EXERCISE PROMPT: Find the word "sweatshirt" in the records below. List each line containing it.

Excerpts from a dataset:
BEGIN

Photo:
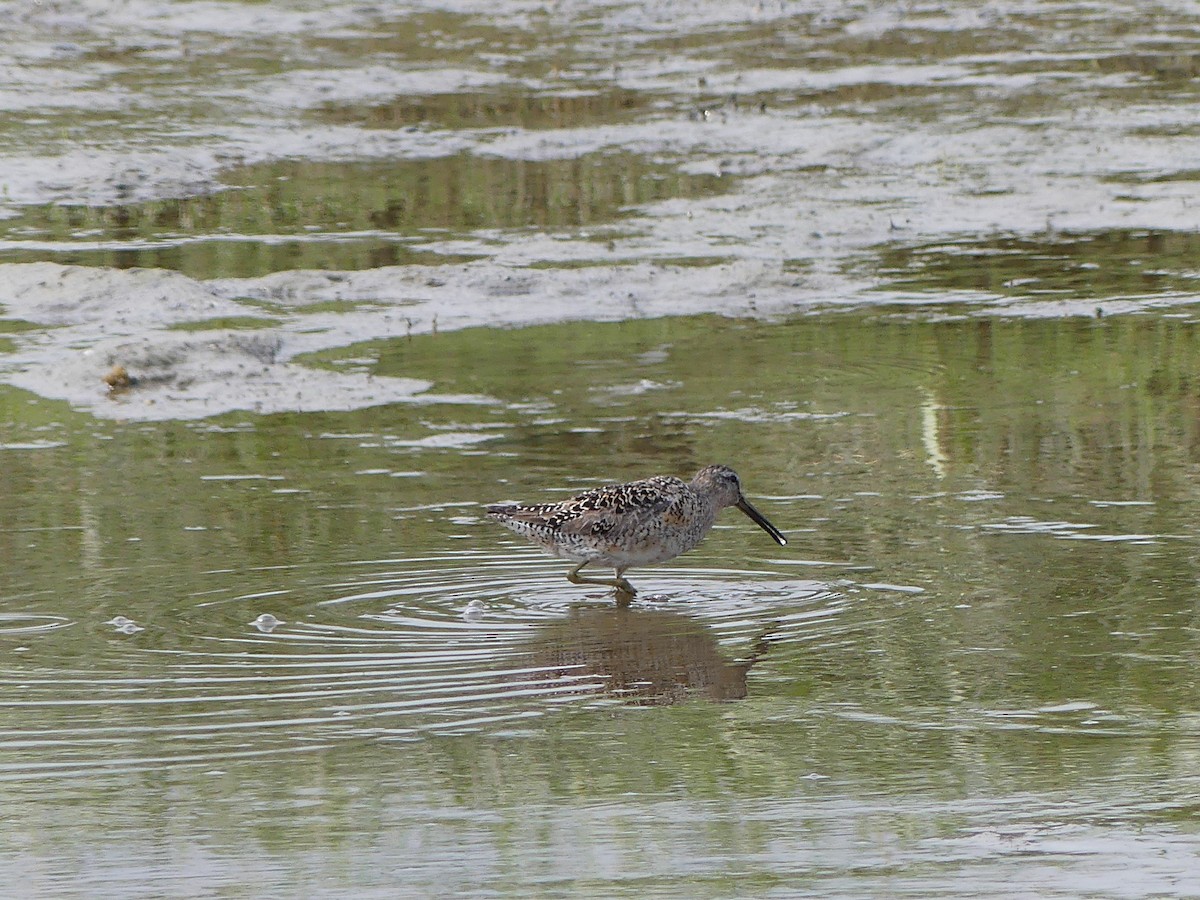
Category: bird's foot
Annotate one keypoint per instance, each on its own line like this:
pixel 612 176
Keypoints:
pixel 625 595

END
BEGIN

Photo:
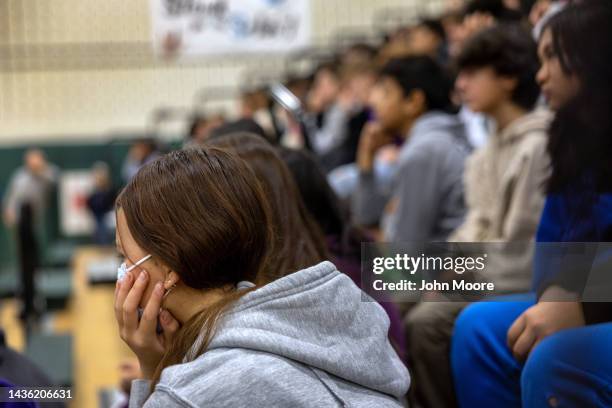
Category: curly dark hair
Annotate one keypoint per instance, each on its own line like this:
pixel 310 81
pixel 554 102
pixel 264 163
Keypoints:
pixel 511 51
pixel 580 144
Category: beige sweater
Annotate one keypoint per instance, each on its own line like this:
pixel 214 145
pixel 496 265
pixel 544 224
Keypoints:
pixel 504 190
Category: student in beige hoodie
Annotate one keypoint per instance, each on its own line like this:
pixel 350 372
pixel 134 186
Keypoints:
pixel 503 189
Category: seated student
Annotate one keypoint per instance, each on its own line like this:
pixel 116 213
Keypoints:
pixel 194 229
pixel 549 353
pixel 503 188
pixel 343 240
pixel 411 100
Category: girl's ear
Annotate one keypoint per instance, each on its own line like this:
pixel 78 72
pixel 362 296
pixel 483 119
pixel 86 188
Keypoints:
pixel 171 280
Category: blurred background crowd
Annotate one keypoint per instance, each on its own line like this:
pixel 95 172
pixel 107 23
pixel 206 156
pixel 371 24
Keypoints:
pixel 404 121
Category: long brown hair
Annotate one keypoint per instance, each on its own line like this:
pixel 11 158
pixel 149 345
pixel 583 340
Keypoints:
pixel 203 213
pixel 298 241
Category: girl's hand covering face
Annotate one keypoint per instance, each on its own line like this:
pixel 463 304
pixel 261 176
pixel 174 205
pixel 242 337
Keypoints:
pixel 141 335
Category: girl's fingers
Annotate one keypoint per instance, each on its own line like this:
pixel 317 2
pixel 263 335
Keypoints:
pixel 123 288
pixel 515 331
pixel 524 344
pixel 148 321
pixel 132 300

END
BEGIN

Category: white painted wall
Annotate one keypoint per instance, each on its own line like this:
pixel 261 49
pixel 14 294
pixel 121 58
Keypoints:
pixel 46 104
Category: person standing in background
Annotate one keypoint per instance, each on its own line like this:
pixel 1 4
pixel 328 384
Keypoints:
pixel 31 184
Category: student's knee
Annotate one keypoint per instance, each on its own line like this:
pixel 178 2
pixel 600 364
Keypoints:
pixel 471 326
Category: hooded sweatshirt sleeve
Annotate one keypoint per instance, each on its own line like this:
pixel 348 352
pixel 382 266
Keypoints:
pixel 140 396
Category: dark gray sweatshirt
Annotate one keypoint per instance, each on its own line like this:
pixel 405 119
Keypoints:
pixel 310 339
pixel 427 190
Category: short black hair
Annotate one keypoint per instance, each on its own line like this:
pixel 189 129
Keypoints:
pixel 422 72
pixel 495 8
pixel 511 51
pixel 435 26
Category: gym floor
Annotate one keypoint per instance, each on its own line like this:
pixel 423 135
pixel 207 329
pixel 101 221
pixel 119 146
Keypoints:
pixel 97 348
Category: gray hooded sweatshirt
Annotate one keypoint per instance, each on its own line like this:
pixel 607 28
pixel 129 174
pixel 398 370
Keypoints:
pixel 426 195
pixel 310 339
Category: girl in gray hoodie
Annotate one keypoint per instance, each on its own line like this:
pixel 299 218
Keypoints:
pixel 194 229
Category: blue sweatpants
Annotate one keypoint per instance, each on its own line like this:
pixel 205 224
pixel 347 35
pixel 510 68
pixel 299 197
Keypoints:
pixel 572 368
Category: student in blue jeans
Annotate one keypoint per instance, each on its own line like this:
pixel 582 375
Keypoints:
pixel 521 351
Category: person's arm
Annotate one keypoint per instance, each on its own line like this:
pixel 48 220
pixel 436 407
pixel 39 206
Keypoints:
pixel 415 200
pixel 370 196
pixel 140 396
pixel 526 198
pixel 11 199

END

WRITTEN REPLY:
Category: hooded sweatshirt sleeve
Category: dark gray sweatshirt
Category: gray hooded sweatshirt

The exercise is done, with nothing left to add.